> [What needs to be done]
Change every "Guideline" in the records below to "Instruction" and write the records out again with nothing else altered. Leave out the pictures.

> [Records provided]
========================================

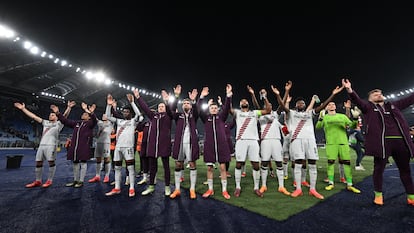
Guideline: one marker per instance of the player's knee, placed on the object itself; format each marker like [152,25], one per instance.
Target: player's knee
[332,161]
[265,163]
[130,162]
[299,161]
[346,162]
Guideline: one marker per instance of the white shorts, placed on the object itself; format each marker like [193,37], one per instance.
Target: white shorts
[246,148]
[271,149]
[102,150]
[126,153]
[185,153]
[286,146]
[304,149]
[46,152]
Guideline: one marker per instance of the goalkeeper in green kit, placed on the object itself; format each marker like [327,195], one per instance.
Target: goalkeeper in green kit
[334,125]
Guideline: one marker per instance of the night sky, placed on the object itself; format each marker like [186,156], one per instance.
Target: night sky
[160,46]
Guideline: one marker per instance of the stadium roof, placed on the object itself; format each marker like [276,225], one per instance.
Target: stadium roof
[27,69]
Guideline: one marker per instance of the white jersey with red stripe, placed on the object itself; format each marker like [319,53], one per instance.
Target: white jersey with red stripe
[125,133]
[247,124]
[104,132]
[294,119]
[270,126]
[50,135]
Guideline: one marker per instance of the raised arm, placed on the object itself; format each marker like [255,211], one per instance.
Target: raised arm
[143,105]
[347,106]
[173,104]
[279,99]
[108,111]
[28,113]
[254,99]
[202,113]
[63,119]
[227,104]
[192,96]
[71,104]
[362,104]
[138,115]
[330,98]
[90,109]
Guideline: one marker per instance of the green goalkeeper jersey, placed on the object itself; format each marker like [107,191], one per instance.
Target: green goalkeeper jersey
[335,127]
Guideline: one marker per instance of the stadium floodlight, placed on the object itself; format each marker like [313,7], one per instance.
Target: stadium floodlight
[100,77]
[89,75]
[27,45]
[171,99]
[107,81]
[34,50]
[204,106]
[6,32]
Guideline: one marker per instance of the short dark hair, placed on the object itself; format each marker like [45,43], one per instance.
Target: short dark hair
[374,90]
[127,107]
[300,98]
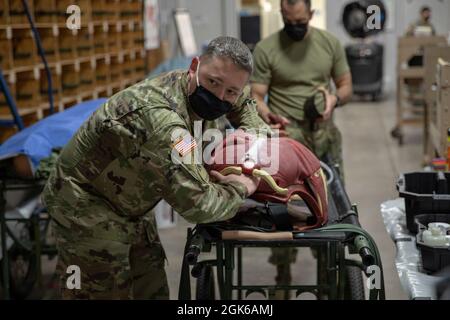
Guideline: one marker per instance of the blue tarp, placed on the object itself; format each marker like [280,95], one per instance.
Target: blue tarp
[38,140]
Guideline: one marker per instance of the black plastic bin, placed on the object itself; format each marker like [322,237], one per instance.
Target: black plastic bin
[433,258]
[424,193]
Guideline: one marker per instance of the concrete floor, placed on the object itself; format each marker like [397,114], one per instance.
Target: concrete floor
[373,162]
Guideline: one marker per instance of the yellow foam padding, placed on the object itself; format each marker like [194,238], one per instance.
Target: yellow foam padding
[231,170]
[253,235]
[257,174]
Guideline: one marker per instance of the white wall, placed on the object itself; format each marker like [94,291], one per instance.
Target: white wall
[210,18]
[401,14]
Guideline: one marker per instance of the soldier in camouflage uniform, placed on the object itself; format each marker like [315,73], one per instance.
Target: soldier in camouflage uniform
[118,166]
[290,67]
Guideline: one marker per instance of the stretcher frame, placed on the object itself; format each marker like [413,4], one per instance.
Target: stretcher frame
[331,260]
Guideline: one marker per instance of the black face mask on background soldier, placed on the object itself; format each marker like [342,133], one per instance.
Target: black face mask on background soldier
[206,105]
[296,32]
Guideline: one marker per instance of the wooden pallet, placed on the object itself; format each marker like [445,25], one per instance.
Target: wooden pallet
[408,47]
[102,57]
[440,119]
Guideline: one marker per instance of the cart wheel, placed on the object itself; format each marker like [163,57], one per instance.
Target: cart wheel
[205,284]
[354,284]
[22,272]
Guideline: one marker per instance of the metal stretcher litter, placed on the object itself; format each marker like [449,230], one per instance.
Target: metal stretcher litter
[338,277]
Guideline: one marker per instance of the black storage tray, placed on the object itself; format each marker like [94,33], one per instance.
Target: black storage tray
[424,193]
[433,259]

========================================

> [Exercise answer]
Instruction: one marker per instance of the player's knee, placed on the object itself; format each marker like [152,25], one per instance.
Target: player's knee
[332,161]
[265,163]
[130,162]
[299,161]
[346,162]
Instruction: one marker per instance of the white shorts, placed on the object itself; format each marker like [193,37], one per instance.
Target: white shorts
[246,148]
[271,149]
[102,150]
[126,153]
[185,153]
[286,146]
[304,149]
[46,152]
Instruction: one marker per instance of the goalkeeper in green kit, placed on the object itself; format each marker like [327,195], one per instance.
Target: goalkeeper in green kit
[334,125]
Instruction: one marker per instance of the night sky, placed on the object itself; format each marker like [186,156], one per instance.
Target: night sky
[160,46]
Instruction: one marker per instance of the stadium roof, placed on the object itself; format each marker like [276,225], one per instance.
Target: stadium roof
[27,69]
Instruction: one marker per instance of the white jersey with red stripe, placed on the object itself; format each marker like [319,53], one per instance.
Target: white jersey with red stripe
[125,133]
[247,124]
[104,132]
[294,119]
[270,126]
[50,135]
Instruction: one marker per instance of the raised arm, placed on the object itself; format each marker like [255,211], one per instance.
Target: raised arm
[143,105]
[347,106]
[173,104]
[279,99]
[108,111]
[28,113]
[254,99]
[202,113]
[63,119]
[227,104]
[192,96]
[71,104]
[362,104]
[138,115]
[330,98]
[90,109]
Instruction: one marker per instance of the green goalkeeper jersey, placed on the object itself; format each marker like [107,191], one per instance.
Target: green goalkeeper jersey
[335,127]
Instruction: one marker per instance of the stadium floodlight, placed on the object itself; format each marker like [313,7], one per instance.
Target: stadium floodlight
[100,77]
[89,75]
[27,45]
[171,99]
[107,81]
[34,50]
[204,106]
[6,32]
Instruction: one marker per instance of the short dark hair, placed on the object itself; format each marker like [45,43], one per instance.
Target: short dark hair
[374,90]
[127,107]
[300,98]
Instruction: one marker per instance of the blue tarp, placed on the object itself; format each marker like [280,95], one per instance.
Target: blue tarp
[38,140]
Instruction: one marker per instance of the black plastic bin, placed on the object itself; format each marker like [322,237], one per instance.
Target: black plastic bin
[433,258]
[424,193]
Instruction: one marker per instance of the concrete floor, placed on the object itself; format each marker like [397,114], one per instance.
Target: concrete floor
[373,162]
Instruction: one marker per instance of the yellow foam padding, placed on the object itself; format each marker like [194,238], one per instance.
Target: yellow foam padding
[231,170]
[253,235]
[257,174]
Instruction: one marker per instance of the white wall, placed on the object itself; format each marker like [94,291], one per instance.
Target: white wall
[210,18]
[401,14]
Instruction: one marker per instance of the soldier in camouflage uniform, placed on the object itself; format each marker like [315,73], one per instance.
Target: soldier in camouflage uniform
[118,166]
[290,67]
Instruction: one marker per instance of the stretcher frame, placed on the object itself; format each marker like [413,4], one per instance.
Target: stretcher frame
[331,260]
Instruction: one marker per instance of the black face mask on background soldier, placed on the object itself; format each marker like [342,133], one per instance.
Target: black face mask on background soldier
[206,105]
[296,32]
Instruction: one marker per instance of the wooden pallet, placed on the object itself; format each marker like [445,25], one per instance.
Target: wooden pallet
[408,47]
[102,57]
[440,119]
Instruction: one marker per instance of the cart wheel, placed on the object itself; format each marker like [163,57], one per instance.
Target: cart wheel
[205,284]
[354,284]
[22,272]
Instruction: one marker per instance of the metal stretcher litter, placed on the object itself; format each marker like [449,230], one per instance.
Target: metal stretcher litter
[338,277]
Instruction: one marker per instance of the black storage tray, placed on the object itself; format each marker like [94,33], one per instance.
Target: black storage tray
[424,193]
[433,259]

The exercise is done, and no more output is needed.